AIM → Make an exact copy of all the data.

╔══

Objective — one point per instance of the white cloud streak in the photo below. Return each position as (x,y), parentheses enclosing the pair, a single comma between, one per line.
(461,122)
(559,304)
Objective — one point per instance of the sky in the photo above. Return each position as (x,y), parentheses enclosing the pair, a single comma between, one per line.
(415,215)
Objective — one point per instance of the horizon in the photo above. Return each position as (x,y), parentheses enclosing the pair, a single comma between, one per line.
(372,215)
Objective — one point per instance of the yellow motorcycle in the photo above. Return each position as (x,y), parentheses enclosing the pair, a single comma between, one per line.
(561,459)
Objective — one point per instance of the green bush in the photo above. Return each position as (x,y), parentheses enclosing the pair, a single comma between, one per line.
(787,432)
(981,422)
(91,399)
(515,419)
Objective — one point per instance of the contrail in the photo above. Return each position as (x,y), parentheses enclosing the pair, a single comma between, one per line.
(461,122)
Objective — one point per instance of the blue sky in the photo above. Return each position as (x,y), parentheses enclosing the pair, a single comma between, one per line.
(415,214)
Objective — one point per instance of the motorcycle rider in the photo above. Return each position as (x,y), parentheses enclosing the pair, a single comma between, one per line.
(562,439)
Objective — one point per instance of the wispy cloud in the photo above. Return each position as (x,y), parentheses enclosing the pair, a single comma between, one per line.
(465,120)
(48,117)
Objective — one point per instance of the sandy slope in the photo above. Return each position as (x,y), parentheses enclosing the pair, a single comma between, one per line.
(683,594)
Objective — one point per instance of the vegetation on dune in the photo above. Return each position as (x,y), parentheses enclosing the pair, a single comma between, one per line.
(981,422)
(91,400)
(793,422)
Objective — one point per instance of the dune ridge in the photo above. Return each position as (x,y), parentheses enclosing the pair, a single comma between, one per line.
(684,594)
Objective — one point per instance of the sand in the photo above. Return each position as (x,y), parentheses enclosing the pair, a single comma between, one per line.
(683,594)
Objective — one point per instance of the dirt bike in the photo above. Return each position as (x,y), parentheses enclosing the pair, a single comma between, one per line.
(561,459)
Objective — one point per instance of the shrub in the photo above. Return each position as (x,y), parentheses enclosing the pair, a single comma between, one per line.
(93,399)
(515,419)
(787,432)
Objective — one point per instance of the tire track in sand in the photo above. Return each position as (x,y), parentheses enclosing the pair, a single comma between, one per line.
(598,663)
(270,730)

╚══

EXERCISE ANSWER →
Objective — one point per instance of the white cloud streak in the photo below. Return each position as (x,y), parentheses enclosing the pair, a single comma between, one per line.
(461,122)
(559,304)
Objective — one point per instance of the sky in the photo above. Return each position as (x,y), parentheses enclosing the pair, a single comma between, one per line.
(415,215)
Objective — one point per instance of the horizon in the photo above. Return each position as (x,y), parentheses enclosing the pair, a single comma between, one per line.
(372,215)
Objective — one point per instance of the yellow motorcycle in the photo above. Return each position as (x,y), parentheses enclosing the pair, a single comma between, one per line.
(561,459)
Objective — one point per instance of the green bush in the photo above. Return each position as (x,y), parentheses enclosing the pair, a single comma between, one per line.
(787,432)
(981,422)
(91,399)
(515,419)
Objective — one point per instance of the contrail in the photo above. Return each position as (x,y), parentheses enclosing the pair, a single comma between, one per line.
(461,122)
Objective — one point per instance of the blue sky in the photo above. Return each position as (x,y), parentheses enclosing the pair, a single comma between, one per line.
(415,214)
Objective — one point per instance of the motorcycle rider in the photo above. Return each position as (x,y), parentheses enclosing the pair, a single comma between, one per line.
(562,439)
Objective — one point per instance of the wispy cloud in the photo above. Return each position as (x,y), parentheses enclosing the pair, a single comma between, one per line.
(465,120)
(48,117)
Objective — one point per instance of the sandy slope in the photo above. Return each position as (x,y), parentheses enclosing the pair, a single comma between, one per line.
(683,594)
Objective — one point per instance of the vegetation on dune in the photo above. Return each position as (x,y), parentheses enclosing the pair, a single comma between, one per line.
(981,422)
(91,400)
(793,422)
Objective — one point per instance of the dune ridge in the photo above. Return each position as (x,y), parentheses enclosing the pair, a single comma between, one per line.
(684,594)
Objective — one point per instance of the sand in the photo above. Return each position as (x,y), parentheses enclosing the pair, a single comma between, one per line.
(683,594)
Objective — one point per instance of the dirt bike in the photo above. Return each position as (x,y), parentheses enclosing the pair, a single comma between, one per line.
(561,459)
Objective — one point per instance of the shrub in the photo above. Return each position as (x,y), parentheses enclosing the pair, a single comma between, one per line.
(93,399)
(515,419)
(787,432)
Objective — one point per instance of the tire track in sand in the photo above. Return each position as (x,y), parentheses enclosing the pair, a single comma between, one per line.
(598,663)
(270,730)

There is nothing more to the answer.